Extract:
Morning Market Internals

NYSE Composite Index:

Monday Watch

Today's Headlines 
Bloomberg:
  • China Stocks Erase 2015 Gain as State Support Fails to Stop Rout. China’s stocks plunged, with the benchmark index erasing its gains for the year, as government support measures failed to allay investor concerns that a slowdown in the world’s second-largest economy is deepening. The Shanghai Composite Index sank 8 percent to 3,226.14 at 10:50 a.m. local time, dropping below the key 3,500 level that previously spurred state buying. The Hang Seng China Enterprises Index lost 5.3 percent. Taiwan’s Taiex index slid as much as 7.5 percent in its biggest decline since 1990. Worsening economic data and signs of capital outflows are undermining unprecedented government attempts to shore up the country’s $6 trillion stock market. While China said over the weekend it will allow pension funds to buy shares for the first time, a speculated cut in bank reserve ratios failed to materialize. “This is a real disaster and it seems nothing can stop it,” Chen Gang, Shanghai-based chief investment officer at Heqitongyi Asset Management Co. “If we don’t cut holdings ourselves, the fund faces risk of forced closure. Many newly started private funds suffered that recently. I hope we can survive.” More than 650 stocks fell by the daily 10 percent limit on the Shanghai Composite, including China Shenhua Energy Co. and China Shipbuilding Industry Co . The gauge has tumbled 37 percent from its June 12 peak to wipe out more than $4 trillion of value.

Records for this exercise:

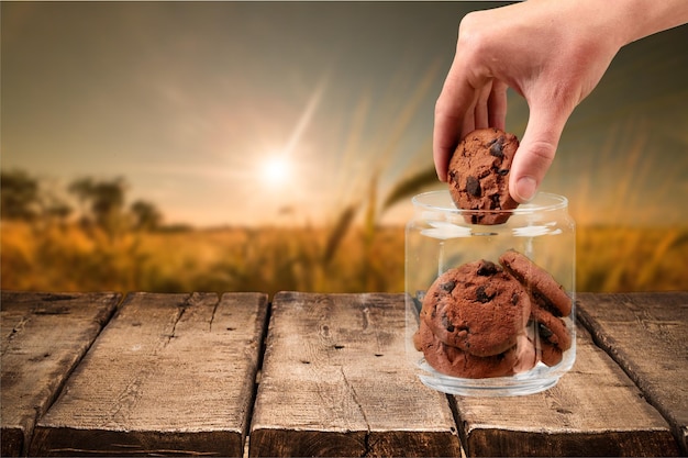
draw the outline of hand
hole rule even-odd
[[[680,2],[688,4],[675,4]],[[439,178],[446,181],[451,156],[470,131],[504,130],[511,87],[525,98],[530,115],[509,190],[518,202],[530,200],[554,159],[566,121],[621,46],[686,16],[683,5],[683,19],[672,19],[676,10],[665,11],[664,22],[653,16],[652,29],[637,18],[652,16],[646,9],[631,14],[629,8],[598,0],[529,0],[467,14],[435,104],[433,158]],[[630,29],[633,21],[644,27]]]

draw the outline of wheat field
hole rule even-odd
[[[3,290],[401,292],[403,227],[188,230],[108,237],[3,222]],[[685,290],[688,227],[578,227],[578,291]]]

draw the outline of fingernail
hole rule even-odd
[[[523,203],[530,201],[535,197],[537,190],[537,183],[533,177],[521,177],[517,181],[515,194]]]

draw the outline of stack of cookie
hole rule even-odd
[[[537,361],[558,364],[572,346],[562,320],[572,300],[524,255],[468,262],[428,290],[414,345],[437,371],[462,378],[506,377]]]

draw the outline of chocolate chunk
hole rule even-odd
[[[480,277],[489,277],[497,272],[501,271],[501,268],[497,267],[497,265],[490,260],[480,261],[480,266],[478,267],[478,271],[476,272]]]
[[[499,157],[500,159],[504,157],[503,150],[503,142],[504,137],[499,137],[490,145],[490,154],[495,157]]]
[[[466,178],[466,192],[474,198],[480,197],[480,181],[476,177]]]
[[[488,294],[485,291],[485,286],[478,287],[478,289],[476,290],[476,299],[481,304],[490,302],[492,299],[495,299],[496,294],[497,294],[496,292],[492,292],[492,294]]]
[[[442,325],[444,326],[444,328],[446,331],[448,331],[450,333],[454,332],[454,325],[452,324],[452,322],[446,317],[446,315],[442,315]]]
[[[548,339],[550,337],[554,335],[552,329],[550,329],[547,326],[545,326],[542,323],[537,323],[537,332],[540,333],[540,336],[544,339]]]

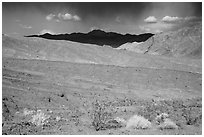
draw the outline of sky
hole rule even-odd
[[[2,3],[2,33],[12,36],[87,33],[94,29],[160,33],[201,20],[201,2]]]

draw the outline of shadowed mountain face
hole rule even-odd
[[[29,35],[26,37],[40,37],[51,40],[68,40],[87,44],[96,44],[99,46],[109,45],[113,48],[117,48],[127,42],[144,42],[154,34],[146,33],[140,35],[131,34],[118,34],[115,32],[105,32],[102,30],[93,30],[89,33],[71,33],[71,34],[58,34],[52,35],[49,33],[43,35]]]
[[[156,34],[143,43],[126,43],[118,49],[168,57],[202,58],[201,23],[189,24],[181,29]]]

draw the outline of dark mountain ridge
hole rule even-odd
[[[57,34],[52,35],[45,33],[43,35],[29,35],[25,37],[40,37],[51,40],[68,40],[73,42],[96,44],[99,46],[109,45],[113,48],[117,48],[127,42],[144,42],[154,34],[145,33],[140,35],[132,34],[119,34],[115,32],[105,32],[102,30],[93,30],[88,33],[71,33],[71,34]]]

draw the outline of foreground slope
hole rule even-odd
[[[39,38],[3,36],[2,44],[3,134],[202,134],[199,59]],[[94,119],[103,113],[107,119]],[[154,118],[160,113],[179,129],[158,129]],[[103,123],[135,114],[153,127]]]

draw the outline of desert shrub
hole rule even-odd
[[[161,113],[167,113],[177,125],[201,125],[202,124],[202,100],[162,100],[148,102],[138,111],[138,115],[155,122],[155,118]]]
[[[126,128],[147,129],[151,128],[151,122],[142,116],[134,115],[127,121]]]
[[[164,122],[158,126],[159,129],[178,129],[178,126],[169,118],[165,118]]]
[[[105,103],[96,100],[93,103],[92,115],[92,125],[96,131],[122,127],[120,123],[112,118],[112,114],[108,111]]]

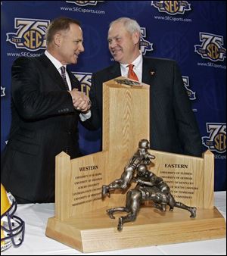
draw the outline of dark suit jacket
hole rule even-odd
[[[72,87],[79,88],[79,81],[67,72]],[[79,112],[45,55],[14,61],[11,93],[11,126],[1,155],[1,182],[21,202],[54,201],[56,155],[64,151],[73,158],[79,155]]]
[[[102,83],[120,76],[118,63],[92,75],[92,117],[88,129],[102,123]],[[150,85],[151,148],[201,157],[199,129],[176,61],[143,58],[142,82]]]

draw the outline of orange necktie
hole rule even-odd
[[[133,71],[134,65],[129,64],[129,73],[128,73],[128,78],[132,79],[133,80],[138,81],[138,79],[136,76],[136,73]]]

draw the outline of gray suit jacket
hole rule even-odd
[[[79,83],[68,71],[73,88]],[[42,55],[12,66],[12,120],[1,182],[17,202],[54,201],[55,156],[79,156],[79,112],[51,61]],[[21,201],[20,201],[21,198]]]

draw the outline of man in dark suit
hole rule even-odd
[[[120,76],[131,77],[150,85],[151,148],[201,157],[199,130],[176,63],[142,57],[139,42],[140,26],[135,20],[123,17],[110,23],[109,49],[116,62],[93,73],[91,117],[84,126],[101,126],[103,83]],[[129,64],[133,64],[132,71]]]
[[[77,123],[90,107],[67,69],[84,51],[79,23],[55,19],[46,42],[45,54],[19,58],[12,66],[12,120],[1,156],[1,182],[17,203],[54,201],[55,156],[79,155]]]

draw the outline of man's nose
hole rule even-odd
[[[82,43],[82,44],[80,45],[80,46],[79,46],[79,52],[84,52],[84,46],[83,46]]]

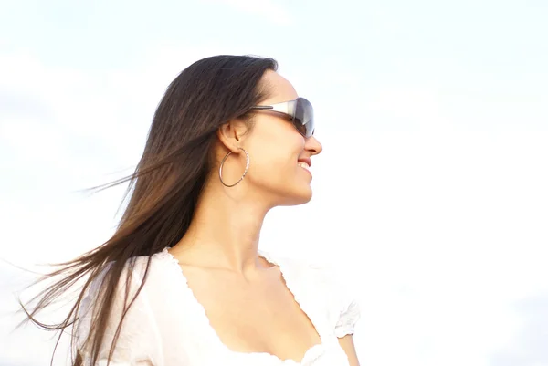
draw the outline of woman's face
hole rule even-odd
[[[261,105],[294,100],[299,96],[293,86],[274,71],[267,71],[262,82],[269,97]],[[312,156],[321,152],[321,144],[313,137],[305,138],[283,114],[257,110],[253,128],[241,147],[249,153],[249,170],[244,181],[257,190],[259,197],[272,205],[307,203],[312,196]],[[245,153],[241,159],[245,159]]]

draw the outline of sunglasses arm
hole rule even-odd
[[[271,106],[253,106],[251,110],[272,110],[275,112],[289,114],[293,116],[295,113],[295,101],[284,101],[283,103],[272,104]]]

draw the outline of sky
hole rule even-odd
[[[0,366],[55,343],[10,331],[17,267],[108,239],[123,187],[83,190],[132,172],[167,85],[216,54],[276,58],[314,105],[314,197],[272,210],[261,246],[340,269],[363,365],[548,365],[545,1],[0,8]]]

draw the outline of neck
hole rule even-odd
[[[172,248],[181,263],[244,272],[258,265],[260,229],[269,211],[241,187],[205,188],[184,236]]]

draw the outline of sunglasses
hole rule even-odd
[[[304,98],[283,101],[269,106],[253,106],[250,110],[271,110],[290,117],[293,126],[305,138],[314,134],[314,110]]]

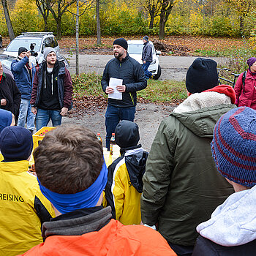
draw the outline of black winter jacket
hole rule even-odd
[[[192,256],[255,256],[256,240],[237,246],[223,246],[199,236]]]
[[[12,112],[15,117],[16,123],[19,116],[20,96],[20,92],[12,76],[3,73],[0,82],[0,98],[5,99],[7,103],[6,105],[0,105],[0,108]]]
[[[110,78],[123,80],[126,91],[123,92],[122,100],[108,99],[108,103],[114,107],[134,107],[137,104],[137,91],[145,89],[147,81],[141,65],[131,58],[129,54],[121,60],[113,58],[105,67],[102,79],[102,87],[104,92],[108,86]]]
[[[63,107],[67,108],[69,110],[72,108],[72,96],[73,92],[73,87],[72,84],[72,79],[69,72],[65,67],[65,64],[59,61],[59,72],[57,80],[58,85],[58,97],[60,105],[60,108]],[[57,63],[56,62],[56,63]],[[31,99],[30,103],[32,107],[39,107],[41,99],[42,86],[44,83],[44,73],[47,68],[46,62],[42,62],[37,70],[36,75],[34,79]]]

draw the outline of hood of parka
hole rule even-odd
[[[187,129],[198,137],[212,138],[214,126],[219,118],[232,108],[236,108],[233,104],[222,104],[217,106],[203,108],[195,111],[172,113]]]

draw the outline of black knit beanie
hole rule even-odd
[[[124,48],[125,50],[127,50],[128,48],[128,44],[127,44],[127,41],[124,39],[124,38],[118,38],[116,39],[113,42],[113,45],[118,45],[121,46],[123,48]]]
[[[23,53],[23,51],[28,51],[28,49],[27,48],[26,48],[25,47],[20,47],[19,48],[19,50],[18,50],[18,56],[20,56],[20,54],[21,53]]]
[[[116,126],[115,141],[120,148],[137,146],[139,140],[139,127],[137,124],[131,121],[122,120]]]
[[[195,94],[218,86],[217,64],[212,59],[197,58],[186,75],[186,87]]]

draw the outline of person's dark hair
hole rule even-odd
[[[78,125],[62,124],[47,132],[34,151],[42,185],[59,194],[75,194],[89,187],[103,165],[101,143]]]

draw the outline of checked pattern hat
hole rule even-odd
[[[219,172],[235,183],[256,184],[256,111],[234,108],[223,115],[214,127],[211,143]]]

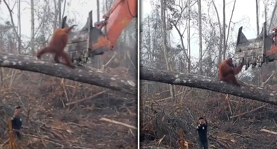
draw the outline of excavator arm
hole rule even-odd
[[[137,0],[116,0],[103,16],[104,20],[94,23],[94,27],[101,29],[105,36],[99,36],[92,50],[103,46],[112,50],[122,31],[137,14]]]
[[[263,63],[266,65],[277,59],[277,30],[274,31],[274,31],[267,34],[266,26],[265,22],[260,35],[250,39],[248,39],[242,33],[242,27],[239,28],[233,59],[234,65],[245,65],[246,70],[250,65],[252,68],[257,65],[260,67]]]
[[[92,11],[89,12],[85,26],[68,34],[65,51],[72,62],[85,64],[89,58],[113,50],[122,31],[137,14],[138,0],[116,0],[103,16],[104,20],[94,23],[93,27]],[[63,19],[62,28],[68,27],[66,18]]]

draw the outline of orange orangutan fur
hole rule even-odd
[[[38,58],[40,59],[42,56],[47,53],[53,53],[55,54],[54,60],[56,63],[60,63],[59,58],[61,57],[65,61],[67,66],[74,68],[74,66],[70,62],[69,56],[64,51],[64,48],[68,41],[68,33],[76,25],[74,25],[64,29],[56,29],[47,46],[42,48],[38,52],[37,54]]]

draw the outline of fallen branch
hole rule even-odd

Tasks to perform:
1. Answer these questions about the China stocks article:
(a) To what level did the Shanghai Composite Index sink?
(b) By as much as what percent did Taiwan's Taiex index slide?
(c) How many stocks fell by the daily 10 percent limit on the Shanghai Composite?
2. Pick out every line of the records that contains the string "face", and copy each one. Case counts.
The article and the records come from unrelated sources.

Exercise answers:
1.
(a) 3,226.14
(b) 7.5 percent
(c) More than 650

2.
draw the outline of shadowed mountain face
draw the outline of woman's face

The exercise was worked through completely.